**WRITTEN EXERCISE:** Convert the listing below into a two-column CSV with the headers "request" and "answer", one row per request, putting each request's text and its full answer in single quoted fields with any line breaks replaced by spaces. Leave the pictures out.

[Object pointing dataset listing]
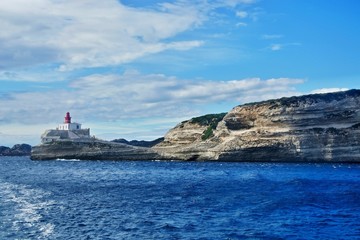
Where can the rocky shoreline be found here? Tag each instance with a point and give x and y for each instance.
(310, 128)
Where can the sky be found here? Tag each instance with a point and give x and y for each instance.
(134, 69)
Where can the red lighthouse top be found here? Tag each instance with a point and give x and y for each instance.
(67, 118)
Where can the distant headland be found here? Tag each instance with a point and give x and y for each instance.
(309, 128)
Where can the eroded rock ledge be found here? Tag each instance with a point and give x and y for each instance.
(311, 128)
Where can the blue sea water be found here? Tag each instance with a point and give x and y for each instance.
(177, 200)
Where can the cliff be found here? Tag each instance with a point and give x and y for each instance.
(311, 128)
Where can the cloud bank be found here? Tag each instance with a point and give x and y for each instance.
(133, 95)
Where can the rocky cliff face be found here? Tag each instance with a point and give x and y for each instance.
(319, 127)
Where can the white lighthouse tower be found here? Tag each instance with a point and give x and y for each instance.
(68, 125)
(66, 131)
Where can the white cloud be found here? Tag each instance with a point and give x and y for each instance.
(133, 95)
(329, 90)
(130, 105)
(241, 14)
(276, 47)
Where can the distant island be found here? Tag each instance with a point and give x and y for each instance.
(16, 150)
(309, 128)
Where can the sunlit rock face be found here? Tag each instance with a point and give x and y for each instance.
(311, 128)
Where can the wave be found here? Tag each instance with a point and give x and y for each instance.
(28, 205)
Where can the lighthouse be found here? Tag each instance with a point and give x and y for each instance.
(67, 118)
(66, 131)
(68, 125)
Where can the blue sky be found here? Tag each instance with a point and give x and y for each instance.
(133, 69)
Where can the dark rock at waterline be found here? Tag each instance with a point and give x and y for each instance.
(140, 143)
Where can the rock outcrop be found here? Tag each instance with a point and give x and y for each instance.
(16, 150)
(91, 149)
(141, 143)
(311, 128)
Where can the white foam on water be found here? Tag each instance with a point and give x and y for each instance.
(28, 204)
(67, 160)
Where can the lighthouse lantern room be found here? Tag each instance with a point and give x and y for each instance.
(68, 125)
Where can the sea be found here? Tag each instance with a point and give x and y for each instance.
(72, 199)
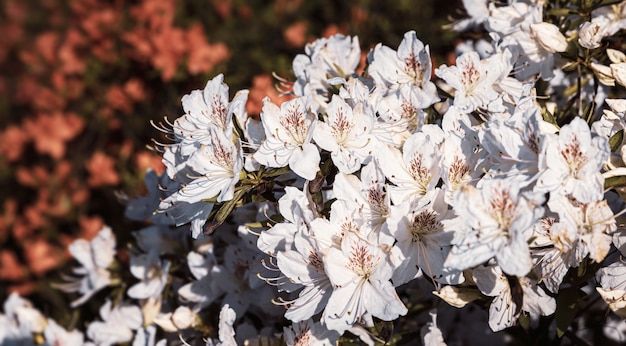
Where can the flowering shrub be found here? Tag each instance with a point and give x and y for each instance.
(477, 202)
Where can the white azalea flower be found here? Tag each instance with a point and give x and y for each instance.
(511, 297)
(95, 257)
(204, 289)
(474, 80)
(409, 65)
(400, 114)
(309, 333)
(117, 324)
(369, 196)
(461, 153)
(570, 163)
(324, 59)
(554, 251)
(20, 321)
(346, 133)
(288, 135)
(303, 266)
(57, 335)
(590, 35)
(415, 171)
(217, 164)
(494, 218)
(592, 224)
(431, 334)
(205, 112)
(422, 241)
(360, 273)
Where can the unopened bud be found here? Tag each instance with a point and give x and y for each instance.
(549, 37)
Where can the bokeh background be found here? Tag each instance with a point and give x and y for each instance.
(81, 80)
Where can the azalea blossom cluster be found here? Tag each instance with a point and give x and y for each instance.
(404, 190)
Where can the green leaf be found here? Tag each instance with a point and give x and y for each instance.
(588, 112)
(616, 140)
(224, 210)
(613, 182)
(566, 308)
(549, 117)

**RESPONSE TO THE TASK:**
request,answer
"Where can the rocky shoreline be found here? Tag each instance with a point and give x and y for each instance.","(310, 128)"
"Where can the sky be found here? Tag each instance with a point and give x and y for each instance.","(134, 69)"
"Where can the red lighthouse top be found here? Tag each instance with a point and give x and y for each instance.","(67, 118)"
"Where can the distant headland be found here? Tag each instance with a point and give x and y for each instance.","(309, 128)"
"Where can the eroded rock ledge be found here? Tag each instance with a point and give x and y for each instance.","(311, 128)"
"Where can the blue sea water be found here? Tag each instance with a point and give x and y for each instance.","(177, 200)"
"Where can the cliff be found here? Tag each instance with a point and give x and y for each instance.","(311, 128)"
"Where can the cloud bank be found here? Tag each instance with a point and give x and y for each instance.","(133, 95)"
"Where can the rocky cliff face be found here? Tag each instance with a point and give x and y for each instance.","(319, 127)"
"Where can the white lighthouse tower be found here? Tag each instance with a point and give x and y for each instance.","(68, 125) (66, 131)"
"Where can the white cloud be found here? Tag each instance with a point and give x and y for each instance.","(133, 95) (329, 90) (130, 105) (241, 14) (276, 47)"
"Where can the distant island be found here? Tag each instance with a point and give x and y for each instance.","(16, 150) (309, 128)"
"Where can the sunlit rock face be found here? Tag each instance with a point and give x and y for each instance.","(311, 128)"
"Where can the wave be found here? Tag each instance with a point and give x and y for each instance.","(28, 205)"
"Where can the lighthouse be found here? Tag each instance with a point and give x and y for each instance.","(67, 118) (66, 131) (68, 125)"
"Where can the blue sky be found here? Tag each instance with a point and give x and y for each instance.","(133, 69)"
"Where can the dark rock at waterline be found here? Tag each instance with a point and give x and y for each instance.","(140, 143)"
"Where can the rock outcrop be found here? Tag each instance with a point and give x and y for each instance.","(16, 150) (91, 149) (141, 143) (311, 128)"
"Where can the white foam on water be found here? Tag each instance with a point and give x and y for each instance.","(28, 204) (67, 160)"
"Where can the lighthouse lantern room be found here? Tag each instance with a point and give x and y for each instance.","(68, 125)"
"Where can the sea be found here? Tag each instance with a point and give x and y for each instance.","(72, 199)"
"Where can the flowering shrub be found here? Tag each instance with a point and give x and y for each instance.","(477, 202)"
"Where can the white azalea flower be found here? Tag each instance with a point and give x and y for each instance.","(511, 297) (95, 257) (204, 289) (474, 80) (409, 65) (400, 114) (309, 333) (117, 324) (369, 196) (461, 153) (570, 163) (324, 59) (554, 251) (20, 321) (346, 133) (288, 135) (303, 266) (57, 335) (590, 35) (415, 171) (217, 164) (494, 218) (592, 224) (431, 334) (205, 112) (422, 241) (360, 273)"
"Where can the unopened bud be found here? Tag each instance with a point and give x and y for each instance.","(549, 37)"
"Where can the bokeh background be found here? Tag each instance with a point and give x and y for each instance.","(81, 80)"
"Where can the azalea blossom cluster be found here? Tag each instance with a point and give x and y for each instance.","(404, 190)"
"Where can the green leaf be found here? Tag each instance with a point and give x and y for each instance.","(588, 112) (616, 140) (224, 210) (613, 182) (566, 308) (549, 117)"